BEGIN READING TEXT

There is an acute need for the development of a new class of microarray biosensors that are sufficiently versatile, selective, sensitive and reliable to allow investigation of the time-dependent neurochemical events of ethanol administration in multiple regions of the brain. Currently, the preferred method for monitoring neurotransmitters in vivo real time is fast-scan cyclic voltammetry (FSCV) and the preferred microelectrode material is carbon fiber. We propose development of the next generation electrode material, boron-doped ultrananocrystalline diamond (BD-UNCD) that offers superior sensitivity and specificity, fast response time, low background currents, long-term stability and resistance to fouling as compared to carbon fibers. The goal is to develop chronically implantable UNCD microarray electrodes for long-term (i.e., months to years) recording of multiple neurochemicals, especially if human compatible.
The specific aims of this project are to: (i) develop a reliable, scalable and mass-producible UNCD microarray that exhibits micro or nano electrode electrochemical behavior (i.e. higher signal-to-noise ratio) using cyclic voltammetry and dopamine (the most widely studied neurotransmitter), (ii) demonstrate glutamate detection on a modified UNCD microelectrode and (iii) demonstrate the unique advantages of UNCD microarrays by measuring two neurochemicals (dopamine and glutamate with flow injection analysis and in an anesthetized rat brain) i.e. multiplexing, which is an important step towards multiple neurochemical detection at a single site. As a proof-of-concept, the electrodes will be used to measure the two neurochemicals down to physiological concentrations. The proposed microarray chemical/biosensor could potentially be used for simultaneous measurement of dopamine, glutamate and many other important neurotransmitters in multiple brain regions. If this project is successful, it will accomplish key NIH mission goals, specifically: 1) UNCD's bioinertness, low pseudo capacitance and high selectively due to its surface chemistry will greatly enhance "in vivo voltammetry";2) UNCD/parylene passivation is novel and completely "biocompatible" for chronic neurochemical sensing;3) application of UCND and nanometer thick insulators will greatly advance the way in which probes are fabricated for "nanotechnologies'in general;and 4) UNCD can be easily modified with enzymes, antibodies and oligonucleotide probes through photochemical or electrochemical means for "biosensors". A recent sensor market report suggests that the medical sensing market will reach $10.9 billion in 2012. Based on a letter of support from a leading neurophysiological microelectrodes and instrumentation company, the expected annual sales for this product at FHC Inc., would be "at least $10-15 million" and would be expected to exceed this number many-fold over the broader neuroscience market. Also, a greater understanding of real-time sensing of neurotransmitters from this project would enable alternative applications for the technology, including: low-cost, point-of-use, portable sensors for toxins, metabolites and disease biomarkers.
This project will develop a microarray biosensor technology using ultrananocrystalline diamond electrodes to further advance the neuroscience field (brain function and the effects of ethanol administration). Its versatility, sensitivity and reliability are ideally suited for real-time, chronic measurement of multiple neurochemicals and brain activity mapping.

END READING TEXT

[TASK OBJECTIVE]: Copy the passage of the diamond microelectrode project summary from "This project will" to "brain activity mapping.".

BEGIN STUDY MATERIAL

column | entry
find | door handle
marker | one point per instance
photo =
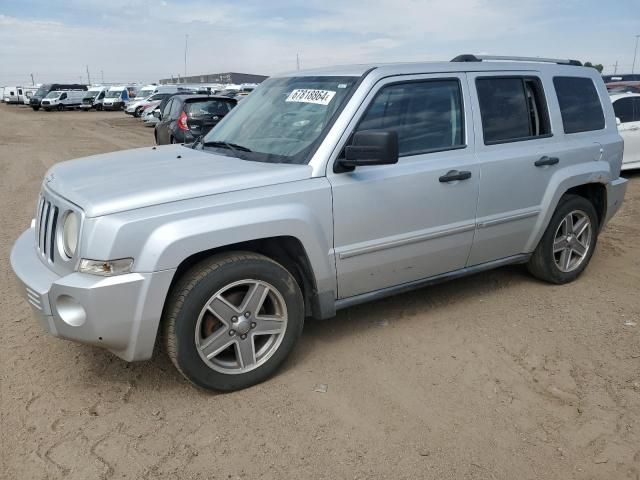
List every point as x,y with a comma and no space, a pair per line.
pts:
544,161
454,175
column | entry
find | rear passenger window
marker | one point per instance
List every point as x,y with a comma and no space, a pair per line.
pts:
579,104
426,115
512,109
624,110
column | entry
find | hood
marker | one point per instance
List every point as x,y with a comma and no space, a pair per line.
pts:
130,179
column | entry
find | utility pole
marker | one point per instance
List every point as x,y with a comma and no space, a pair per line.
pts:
635,52
186,41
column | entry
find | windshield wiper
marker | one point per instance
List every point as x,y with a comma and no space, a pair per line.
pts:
227,145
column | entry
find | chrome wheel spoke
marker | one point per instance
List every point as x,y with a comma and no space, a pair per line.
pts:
269,325
581,226
254,298
560,244
216,343
222,309
246,352
580,249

END STUDY MATERIAL

[ANSWER AREA]:
This project will develop a microarray biosensor technology using ultrananocrystalline diamond electrodes to further advance the neuroscience field (brain function and the effects of ethanol administration). Its versatility, sensitivity and reliability are ideally suited for real-time, chronic measurement of multiple neurochemicals and brain activity mapping.